--- Start of Data provided ---

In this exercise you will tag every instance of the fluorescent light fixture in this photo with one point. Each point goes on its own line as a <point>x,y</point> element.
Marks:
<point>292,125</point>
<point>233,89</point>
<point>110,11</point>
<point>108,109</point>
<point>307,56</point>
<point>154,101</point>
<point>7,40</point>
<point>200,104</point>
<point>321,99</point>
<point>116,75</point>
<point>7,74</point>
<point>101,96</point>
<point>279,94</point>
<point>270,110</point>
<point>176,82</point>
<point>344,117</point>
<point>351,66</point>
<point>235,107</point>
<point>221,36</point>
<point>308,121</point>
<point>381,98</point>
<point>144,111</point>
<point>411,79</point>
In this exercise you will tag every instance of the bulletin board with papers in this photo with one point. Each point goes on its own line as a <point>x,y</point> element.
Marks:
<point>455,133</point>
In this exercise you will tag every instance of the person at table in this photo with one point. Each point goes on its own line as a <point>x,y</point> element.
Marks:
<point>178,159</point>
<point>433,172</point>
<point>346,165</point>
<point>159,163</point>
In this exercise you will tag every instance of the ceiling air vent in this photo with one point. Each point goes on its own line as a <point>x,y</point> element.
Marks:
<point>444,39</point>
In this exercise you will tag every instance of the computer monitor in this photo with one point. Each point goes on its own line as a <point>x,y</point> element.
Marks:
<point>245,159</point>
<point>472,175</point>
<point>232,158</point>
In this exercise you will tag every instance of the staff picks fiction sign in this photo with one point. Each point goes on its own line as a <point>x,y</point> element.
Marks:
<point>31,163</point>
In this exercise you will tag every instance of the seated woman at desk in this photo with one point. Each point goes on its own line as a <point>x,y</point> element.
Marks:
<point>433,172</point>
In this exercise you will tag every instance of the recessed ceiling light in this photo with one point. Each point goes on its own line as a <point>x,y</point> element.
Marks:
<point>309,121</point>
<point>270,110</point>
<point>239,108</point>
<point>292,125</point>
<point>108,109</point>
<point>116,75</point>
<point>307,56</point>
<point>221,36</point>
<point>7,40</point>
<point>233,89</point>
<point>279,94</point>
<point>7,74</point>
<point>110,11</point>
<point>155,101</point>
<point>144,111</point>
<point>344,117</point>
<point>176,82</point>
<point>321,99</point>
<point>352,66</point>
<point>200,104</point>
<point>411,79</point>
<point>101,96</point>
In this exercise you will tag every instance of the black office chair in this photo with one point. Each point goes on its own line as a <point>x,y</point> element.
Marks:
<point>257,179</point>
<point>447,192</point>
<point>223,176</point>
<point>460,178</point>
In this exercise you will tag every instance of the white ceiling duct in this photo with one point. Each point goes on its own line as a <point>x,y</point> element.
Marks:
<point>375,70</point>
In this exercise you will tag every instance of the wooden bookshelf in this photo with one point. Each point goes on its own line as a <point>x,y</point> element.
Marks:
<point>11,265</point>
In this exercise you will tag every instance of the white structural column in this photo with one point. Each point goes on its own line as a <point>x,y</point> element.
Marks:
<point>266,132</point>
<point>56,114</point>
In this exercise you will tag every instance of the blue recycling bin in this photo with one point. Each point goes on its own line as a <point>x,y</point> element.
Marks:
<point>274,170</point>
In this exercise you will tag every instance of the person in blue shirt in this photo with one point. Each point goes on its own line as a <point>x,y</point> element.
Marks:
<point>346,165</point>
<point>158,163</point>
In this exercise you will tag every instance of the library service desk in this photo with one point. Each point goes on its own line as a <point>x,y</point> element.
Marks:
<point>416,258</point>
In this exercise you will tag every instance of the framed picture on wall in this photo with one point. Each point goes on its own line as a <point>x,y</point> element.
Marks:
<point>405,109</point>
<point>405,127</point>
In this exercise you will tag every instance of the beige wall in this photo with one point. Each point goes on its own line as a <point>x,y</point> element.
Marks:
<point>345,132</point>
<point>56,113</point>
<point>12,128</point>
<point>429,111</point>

--- End of Data provided ---

Your objective: Repeat the entries shown above, every one, word for word.

Worked solution:
In this exercise you will tag every instance of the fluorescent light fixture in this photo with one point. Each point goes on its own line as a <point>x,y</point> element.
Marks:
<point>292,125</point>
<point>233,89</point>
<point>110,11</point>
<point>108,109</point>
<point>307,56</point>
<point>154,101</point>
<point>7,40</point>
<point>200,104</point>
<point>321,99</point>
<point>116,75</point>
<point>7,74</point>
<point>101,96</point>
<point>279,94</point>
<point>270,110</point>
<point>176,82</point>
<point>344,117</point>
<point>351,66</point>
<point>235,107</point>
<point>221,36</point>
<point>308,121</point>
<point>381,98</point>
<point>144,111</point>
<point>411,79</point>
In this exercise you will tag every instance of the bulletin board with papers in this photo with one point. Each point goes on its own line as a <point>x,y</point> element.
Marks:
<point>455,133</point>
In this exercise you will tag every instance of the person at table in this photo with one point. Each point goes on its own line as a <point>x,y</point> element.
Marks:
<point>178,159</point>
<point>433,172</point>
<point>346,165</point>
<point>159,163</point>
In this exercise you will tag every instance of the ceiling air vent in this photo with one point. Each point goes on its own line as a <point>x,y</point> element.
Marks:
<point>444,39</point>
In this exercise you will tag every instance of the computer monitor in this photo with one point. Each point goes on its own line as a <point>x,y</point> element.
Marks:
<point>245,159</point>
<point>472,175</point>
<point>232,158</point>
In this exercise you will tag every instance of the staff picks fiction sign in this photo with one point. Each point goes on its own line as a <point>x,y</point> element.
Marks:
<point>31,163</point>
In this exercise you will tag every instance of the seated woman at desk in this photo with one point. Each point goes on its own line as a <point>x,y</point> element.
Marks:
<point>433,172</point>
In this exercise you will tag every instance of the recessed ceiling light in this photo with one point. Each point goes on its own line as a <point>x,y</point> element.
Marks:
<point>309,121</point>
<point>270,110</point>
<point>239,108</point>
<point>292,125</point>
<point>108,109</point>
<point>116,75</point>
<point>307,56</point>
<point>221,36</point>
<point>7,40</point>
<point>233,89</point>
<point>279,94</point>
<point>7,74</point>
<point>110,11</point>
<point>155,101</point>
<point>144,111</point>
<point>344,117</point>
<point>176,82</point>
<point>321,99</point>
<point>352,66</point>
<point>200,104</point>
<point>411,79</point>
<point>101,96</point>
In this exercise you will tag every instance of the black office chair in this photo with one point. Each point goes on its own line as a <point>x,y</point> element.
Marks:
<point>257,179</point>
<point>447,192</point>
<point>223,176</point>
<point>460,178</point>
In this exercise you will tag every instance of the white ceiling duct in this photo with one point. Each point goes on its own line as a <point>x,y</point> element.
Marks:
<point>375,70</point>
In this exercise you will tag every instance of the wooden bookshelf in this photo with one point. Each point goes on its own line as a <point>x,y</point> element.
Marks:
<point>11,265</point>
In this exercise you will tag every instance of the white structural column in this photo with one point. Each point goes on its own line as a <point>x,y</point> element.
Marks:
<point>266,132</point>
<point>56,114</point>
In this exercise you will tag every instance of the blue recycling bin in this photo with one point. Each point goes on its own line as a <point>x,y</point> element.
Marks:
<point>274,170</point>
In this exercise you will tag every instance of the person in blue shirt in this photo with one point. Each point goes on its own line as a <point>x,y</point> element.
Marks:
<point>346,165</point>
<point>158,163</point>
In this exercise you will tag every instance of the library service desk in this photo with one point. Each point goes on its own line as a <point>x,y</point> element.
Marks:
<point>416,258</point>
In this exercise you will tag every instance of the framed picture on wall in this photo with one point. Each point goes on its own line as a <point>x,y</point> element.
Marks:
<point>405,109</point>
<point>405,127</point>
In this exercise you will tag every instance of the beige wall in this photo with one point. Each point goes on its own line as a <point>x,y</point> element.
Marks:
<point>345,132</point>
<point>56,113</point>
<point>12,128</point>
<point>429,111</point>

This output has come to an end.